TEXTE CITÉ:
Histoire dessinée de la France : La balade nationale

Histoire de France dessinée : La balade nationale

Histoire de France dessinée : La balade nationale


Différemment des livres sur l’histoire du monde ou de l’histoire de la France dans le monde, voilà une autre réponse des plus sérieuses et des plus plaisantes à cette tendance malsaine que l’on peut trouver autour du concept de « roman national » qui fleure bon les idées réactionnaires quant à présenter l’histoire de France comme une fin en soi, un déterminisme cloisonné et figé avec des arrières-pensées politiciennes bien trop présentes.

Encore une fois, l’Histoire est sujette à manipulations et nous avons là une initiative qui vise à faire saisir des concepts, faire connaître ce que l’on sait et ce que l’on ne sait pas, remettre les choses dans leur contexte, montrer aussi que les connaissances sont analysées en fonction de l’époque pendant laquelle elles sont acquises et que cette époque influence la façon d’interpréter les choses, en bien, en mal, à chacun de juger mais que ce qui compte, c’est d’en avoir connaissance et conscience.

Comment ça se présente ?

Cette série de 20 volumes à venir est éditée par les éditions La Découverte et La Revue Dessinée. S’il n’est pas besoin de présenter la première (enfin, je l’espère), il me semble utile de préciser que la seconde publie une revue trimestrielle qui présente de la BD qui traite de sujet de société : une espèce de magazine d’actualité en BD avec du fond, des articles de contexte en complément à chaque fois.

Depuis quelques années, le travail de La Revue Dessinée m’interpelle et même si je ne suis pas fan de toutes les façons de traiter les sujets qui y coexistent, je trouve cela plutôt intéressant, original et de qualité tant sur le plan BD que sur le plan sociétal. Je savais donc que le premier opus allait sortir.

Je ne vous cache pas que s’il ne s’était agit de Davodeau comme dessinateur, je ne serais pas passé par la phase « je sors mon porte-monnaie » : je trouve l’initiative nécessaire car s’il me semble important de sortir de l’idéologie rance du « roman national » qui ne mérite que de rester au fond du tiroir, je n’avais pas envie de lire quelque chose qui entre dans le débat, la polémique. Je n’ai pas envie de consacrer du temps sur des débats suscités par des nationalistes. Bref, même si j’aime moins les dernières productions d’Etienne Davodeau, c’est du Davodeau, j’achète un peu par principe.

Une toute petite tape

Extrait. Rencontre avec la maréchaussée...

Rencontre avec la maréchaussée…

Et voilà. Une toute petite tape.

MATÉRIEL FOURNI:

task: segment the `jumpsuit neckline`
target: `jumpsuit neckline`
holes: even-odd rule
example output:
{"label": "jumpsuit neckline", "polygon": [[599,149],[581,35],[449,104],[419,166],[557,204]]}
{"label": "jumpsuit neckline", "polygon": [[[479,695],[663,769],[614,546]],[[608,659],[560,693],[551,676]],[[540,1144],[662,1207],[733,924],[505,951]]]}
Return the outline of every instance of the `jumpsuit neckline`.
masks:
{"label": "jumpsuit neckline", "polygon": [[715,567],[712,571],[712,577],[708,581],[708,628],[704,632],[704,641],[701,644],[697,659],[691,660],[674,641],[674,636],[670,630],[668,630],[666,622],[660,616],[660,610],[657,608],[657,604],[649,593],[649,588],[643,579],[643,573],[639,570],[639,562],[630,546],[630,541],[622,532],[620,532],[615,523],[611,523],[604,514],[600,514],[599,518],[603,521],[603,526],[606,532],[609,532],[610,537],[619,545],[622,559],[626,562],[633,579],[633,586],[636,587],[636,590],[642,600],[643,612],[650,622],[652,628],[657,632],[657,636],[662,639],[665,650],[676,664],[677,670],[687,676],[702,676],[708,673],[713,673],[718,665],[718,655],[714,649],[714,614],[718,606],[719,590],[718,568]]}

LE PROBLÈME: Recopiez à l'identique, dans le texte sur l'Histoire dessinée de la France, le passage qui s'ouvre sur les mots « Cette série de » et se clôt sur « à chaque fois. ».

LA RÉPONSE:
Cette série de 20 volumes à venir est éditée par les éditions La Découverte et La Revue Dessinée. S’il n’est pas besoin de présenter la première (enfin, je l’espère), il me semble utile de préciser que la seconde publie une revue trimestrielle qui présente de la BD qui traite de sujet de société : une espèce de magazine d’actualité en BD avec du fond, des articles de contexte en complément à chaque fois.